:: Requirement ::
List each line of the material below that contains the word "robe", copying every such line in full.

-- START OF Working data --

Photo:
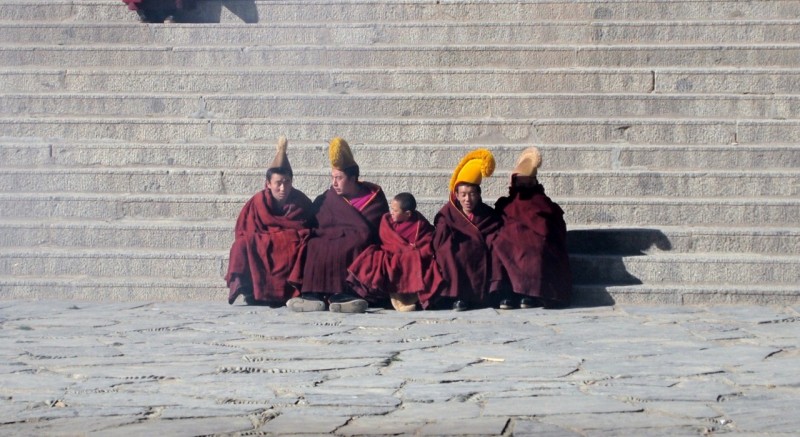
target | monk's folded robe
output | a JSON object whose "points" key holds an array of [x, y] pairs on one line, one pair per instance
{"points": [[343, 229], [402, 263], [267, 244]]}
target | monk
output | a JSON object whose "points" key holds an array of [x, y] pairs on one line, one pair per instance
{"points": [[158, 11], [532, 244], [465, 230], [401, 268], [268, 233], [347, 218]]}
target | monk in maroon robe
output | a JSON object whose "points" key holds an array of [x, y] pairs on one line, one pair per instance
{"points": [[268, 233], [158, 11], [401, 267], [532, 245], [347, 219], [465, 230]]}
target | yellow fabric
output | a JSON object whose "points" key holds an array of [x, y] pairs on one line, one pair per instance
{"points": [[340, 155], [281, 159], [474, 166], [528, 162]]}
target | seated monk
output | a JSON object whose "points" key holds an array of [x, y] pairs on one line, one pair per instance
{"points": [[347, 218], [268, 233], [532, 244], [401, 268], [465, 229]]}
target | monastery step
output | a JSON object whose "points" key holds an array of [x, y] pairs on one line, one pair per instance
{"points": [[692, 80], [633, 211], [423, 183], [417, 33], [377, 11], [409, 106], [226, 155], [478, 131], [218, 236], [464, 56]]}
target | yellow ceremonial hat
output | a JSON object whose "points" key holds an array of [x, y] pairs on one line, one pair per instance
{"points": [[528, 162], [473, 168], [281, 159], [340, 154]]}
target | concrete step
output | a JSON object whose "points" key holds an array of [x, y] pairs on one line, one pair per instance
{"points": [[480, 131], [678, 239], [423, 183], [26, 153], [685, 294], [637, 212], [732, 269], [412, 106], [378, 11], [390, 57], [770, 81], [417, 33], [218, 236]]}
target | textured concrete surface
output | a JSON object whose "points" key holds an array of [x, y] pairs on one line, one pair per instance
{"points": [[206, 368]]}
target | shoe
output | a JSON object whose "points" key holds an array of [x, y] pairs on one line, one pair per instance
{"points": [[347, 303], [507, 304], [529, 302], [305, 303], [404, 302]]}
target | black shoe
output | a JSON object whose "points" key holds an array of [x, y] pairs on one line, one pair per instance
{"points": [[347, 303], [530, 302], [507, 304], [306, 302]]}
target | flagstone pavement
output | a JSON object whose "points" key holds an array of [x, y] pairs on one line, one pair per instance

-- END OF Working data --
-- START OF Working data --

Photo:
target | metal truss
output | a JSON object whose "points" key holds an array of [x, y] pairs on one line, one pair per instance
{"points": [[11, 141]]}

-- END OF Working data --
-- START OF Working data --

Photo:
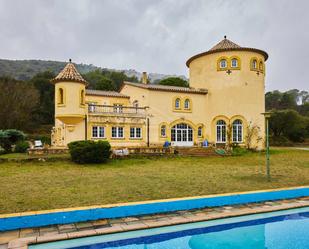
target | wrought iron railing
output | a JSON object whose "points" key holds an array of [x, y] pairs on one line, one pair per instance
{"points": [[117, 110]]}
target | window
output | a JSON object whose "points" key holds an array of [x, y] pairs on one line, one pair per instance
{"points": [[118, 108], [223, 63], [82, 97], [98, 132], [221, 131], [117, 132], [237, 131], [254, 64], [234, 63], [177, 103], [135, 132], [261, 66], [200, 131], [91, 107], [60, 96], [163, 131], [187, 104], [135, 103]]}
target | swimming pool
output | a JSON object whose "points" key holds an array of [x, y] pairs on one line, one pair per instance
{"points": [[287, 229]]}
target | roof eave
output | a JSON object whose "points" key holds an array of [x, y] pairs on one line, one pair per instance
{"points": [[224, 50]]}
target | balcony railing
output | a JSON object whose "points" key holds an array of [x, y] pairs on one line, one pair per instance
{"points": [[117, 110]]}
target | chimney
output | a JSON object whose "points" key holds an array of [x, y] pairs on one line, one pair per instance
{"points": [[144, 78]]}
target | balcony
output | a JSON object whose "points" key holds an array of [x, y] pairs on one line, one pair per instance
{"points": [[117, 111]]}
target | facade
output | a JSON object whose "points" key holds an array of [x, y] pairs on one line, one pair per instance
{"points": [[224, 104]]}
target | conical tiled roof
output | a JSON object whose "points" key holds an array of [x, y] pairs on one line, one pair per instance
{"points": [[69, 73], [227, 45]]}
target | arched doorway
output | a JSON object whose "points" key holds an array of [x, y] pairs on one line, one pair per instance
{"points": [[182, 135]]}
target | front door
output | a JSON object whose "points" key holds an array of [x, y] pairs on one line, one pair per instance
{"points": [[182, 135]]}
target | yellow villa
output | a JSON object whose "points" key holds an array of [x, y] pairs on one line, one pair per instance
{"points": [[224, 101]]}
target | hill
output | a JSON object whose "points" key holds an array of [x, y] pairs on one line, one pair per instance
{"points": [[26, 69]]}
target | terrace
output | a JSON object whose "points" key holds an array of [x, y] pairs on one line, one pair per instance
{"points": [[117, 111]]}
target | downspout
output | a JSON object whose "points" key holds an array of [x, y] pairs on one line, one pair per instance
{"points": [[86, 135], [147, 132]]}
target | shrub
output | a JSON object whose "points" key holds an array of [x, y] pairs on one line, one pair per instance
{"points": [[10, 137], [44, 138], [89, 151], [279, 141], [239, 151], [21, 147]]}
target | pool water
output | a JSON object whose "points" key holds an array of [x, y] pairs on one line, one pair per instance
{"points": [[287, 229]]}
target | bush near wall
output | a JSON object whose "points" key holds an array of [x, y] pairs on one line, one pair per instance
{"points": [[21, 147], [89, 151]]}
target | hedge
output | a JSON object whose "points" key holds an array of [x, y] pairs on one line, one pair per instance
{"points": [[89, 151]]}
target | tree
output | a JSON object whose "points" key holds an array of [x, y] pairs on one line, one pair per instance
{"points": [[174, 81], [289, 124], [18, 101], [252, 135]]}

-- END OF Working data --

:: Complete answer ::
target | monk's folded robe
target | monk in maroon robe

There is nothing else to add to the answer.